DIRECTIONS FOR THIS TASK: Please copy out the lines in the entries that contain "parsley".

PROVIDED ENTRIES:
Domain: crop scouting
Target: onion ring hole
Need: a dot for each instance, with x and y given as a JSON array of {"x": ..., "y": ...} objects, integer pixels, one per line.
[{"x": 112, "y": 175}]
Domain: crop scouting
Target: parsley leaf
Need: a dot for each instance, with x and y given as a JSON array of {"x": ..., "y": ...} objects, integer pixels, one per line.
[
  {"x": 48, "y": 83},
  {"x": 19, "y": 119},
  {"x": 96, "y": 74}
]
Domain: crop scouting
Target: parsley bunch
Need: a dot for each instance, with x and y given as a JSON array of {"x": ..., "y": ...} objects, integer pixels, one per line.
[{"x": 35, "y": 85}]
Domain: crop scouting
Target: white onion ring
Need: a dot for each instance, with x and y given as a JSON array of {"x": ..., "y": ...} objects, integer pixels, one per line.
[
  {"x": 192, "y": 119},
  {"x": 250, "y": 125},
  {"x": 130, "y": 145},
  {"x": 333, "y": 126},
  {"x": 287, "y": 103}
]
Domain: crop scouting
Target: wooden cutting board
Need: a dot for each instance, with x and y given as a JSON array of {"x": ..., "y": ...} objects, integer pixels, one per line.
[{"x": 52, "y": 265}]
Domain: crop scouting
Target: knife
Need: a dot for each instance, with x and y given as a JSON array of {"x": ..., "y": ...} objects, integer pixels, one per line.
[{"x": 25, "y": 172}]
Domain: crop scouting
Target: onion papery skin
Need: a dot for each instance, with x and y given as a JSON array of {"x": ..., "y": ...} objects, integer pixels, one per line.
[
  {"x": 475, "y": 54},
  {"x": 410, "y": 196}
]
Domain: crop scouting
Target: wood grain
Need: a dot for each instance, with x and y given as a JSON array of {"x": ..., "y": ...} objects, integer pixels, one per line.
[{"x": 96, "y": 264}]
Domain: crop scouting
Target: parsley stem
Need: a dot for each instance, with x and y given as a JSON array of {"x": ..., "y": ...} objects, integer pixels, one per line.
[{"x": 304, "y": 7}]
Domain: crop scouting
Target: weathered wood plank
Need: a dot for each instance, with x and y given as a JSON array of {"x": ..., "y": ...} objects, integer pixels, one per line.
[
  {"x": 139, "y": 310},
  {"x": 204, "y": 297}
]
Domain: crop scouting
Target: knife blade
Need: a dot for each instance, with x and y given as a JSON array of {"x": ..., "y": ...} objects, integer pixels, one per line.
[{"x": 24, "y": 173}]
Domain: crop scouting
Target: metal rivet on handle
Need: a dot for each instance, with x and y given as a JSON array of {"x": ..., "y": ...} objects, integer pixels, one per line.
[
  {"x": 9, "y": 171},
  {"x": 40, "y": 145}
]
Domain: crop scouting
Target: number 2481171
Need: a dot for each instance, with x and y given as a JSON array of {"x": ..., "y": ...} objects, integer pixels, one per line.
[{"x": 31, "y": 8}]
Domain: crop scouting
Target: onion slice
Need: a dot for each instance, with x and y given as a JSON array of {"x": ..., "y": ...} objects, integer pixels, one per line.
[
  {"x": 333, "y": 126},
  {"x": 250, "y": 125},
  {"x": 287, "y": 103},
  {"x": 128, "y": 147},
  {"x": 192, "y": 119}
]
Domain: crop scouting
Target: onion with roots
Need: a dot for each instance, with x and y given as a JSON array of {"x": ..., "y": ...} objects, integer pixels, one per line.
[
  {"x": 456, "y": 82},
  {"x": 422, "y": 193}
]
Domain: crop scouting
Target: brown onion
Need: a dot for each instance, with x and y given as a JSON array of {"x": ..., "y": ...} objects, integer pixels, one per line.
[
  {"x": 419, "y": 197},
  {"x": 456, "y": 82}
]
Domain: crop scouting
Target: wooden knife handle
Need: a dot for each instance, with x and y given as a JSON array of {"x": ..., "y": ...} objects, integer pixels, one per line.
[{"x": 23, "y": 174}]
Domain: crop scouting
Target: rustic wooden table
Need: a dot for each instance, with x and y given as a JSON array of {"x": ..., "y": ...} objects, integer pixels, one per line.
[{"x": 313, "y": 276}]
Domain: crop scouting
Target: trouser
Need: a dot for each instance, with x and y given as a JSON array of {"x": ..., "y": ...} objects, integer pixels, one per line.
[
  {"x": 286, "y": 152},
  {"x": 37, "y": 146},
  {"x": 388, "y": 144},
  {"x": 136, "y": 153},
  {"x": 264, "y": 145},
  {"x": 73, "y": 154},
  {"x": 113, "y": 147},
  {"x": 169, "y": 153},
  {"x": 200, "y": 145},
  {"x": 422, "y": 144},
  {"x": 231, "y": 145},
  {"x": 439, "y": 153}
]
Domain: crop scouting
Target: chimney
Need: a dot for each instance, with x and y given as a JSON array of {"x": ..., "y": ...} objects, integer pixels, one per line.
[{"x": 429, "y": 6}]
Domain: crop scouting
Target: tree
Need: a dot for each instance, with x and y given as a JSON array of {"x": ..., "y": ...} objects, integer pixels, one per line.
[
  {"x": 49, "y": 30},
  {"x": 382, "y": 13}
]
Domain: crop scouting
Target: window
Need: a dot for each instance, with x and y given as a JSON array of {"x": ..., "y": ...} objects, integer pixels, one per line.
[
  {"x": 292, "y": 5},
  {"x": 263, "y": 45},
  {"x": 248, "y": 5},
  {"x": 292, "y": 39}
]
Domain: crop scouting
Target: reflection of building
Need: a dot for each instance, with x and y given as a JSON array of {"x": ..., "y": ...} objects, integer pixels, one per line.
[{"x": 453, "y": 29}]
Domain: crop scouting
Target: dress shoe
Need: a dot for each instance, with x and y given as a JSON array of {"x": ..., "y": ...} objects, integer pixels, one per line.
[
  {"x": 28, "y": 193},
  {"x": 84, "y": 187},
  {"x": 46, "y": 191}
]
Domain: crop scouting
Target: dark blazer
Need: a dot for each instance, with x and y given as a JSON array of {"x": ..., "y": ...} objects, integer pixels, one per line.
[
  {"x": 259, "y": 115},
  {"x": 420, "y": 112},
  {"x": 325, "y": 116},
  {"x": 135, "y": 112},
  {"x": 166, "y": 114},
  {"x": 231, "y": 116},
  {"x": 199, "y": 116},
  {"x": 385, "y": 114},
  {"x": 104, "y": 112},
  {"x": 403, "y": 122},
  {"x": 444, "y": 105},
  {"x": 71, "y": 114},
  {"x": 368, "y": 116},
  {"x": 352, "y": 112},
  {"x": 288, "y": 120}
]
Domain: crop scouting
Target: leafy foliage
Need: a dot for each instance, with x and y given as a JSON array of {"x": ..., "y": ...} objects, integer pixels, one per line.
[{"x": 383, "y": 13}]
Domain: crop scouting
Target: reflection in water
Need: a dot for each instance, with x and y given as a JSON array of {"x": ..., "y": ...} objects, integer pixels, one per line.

COMPLETED TASK:
Target: parsley leaf
Target: parsley bunch
Target: parsley stem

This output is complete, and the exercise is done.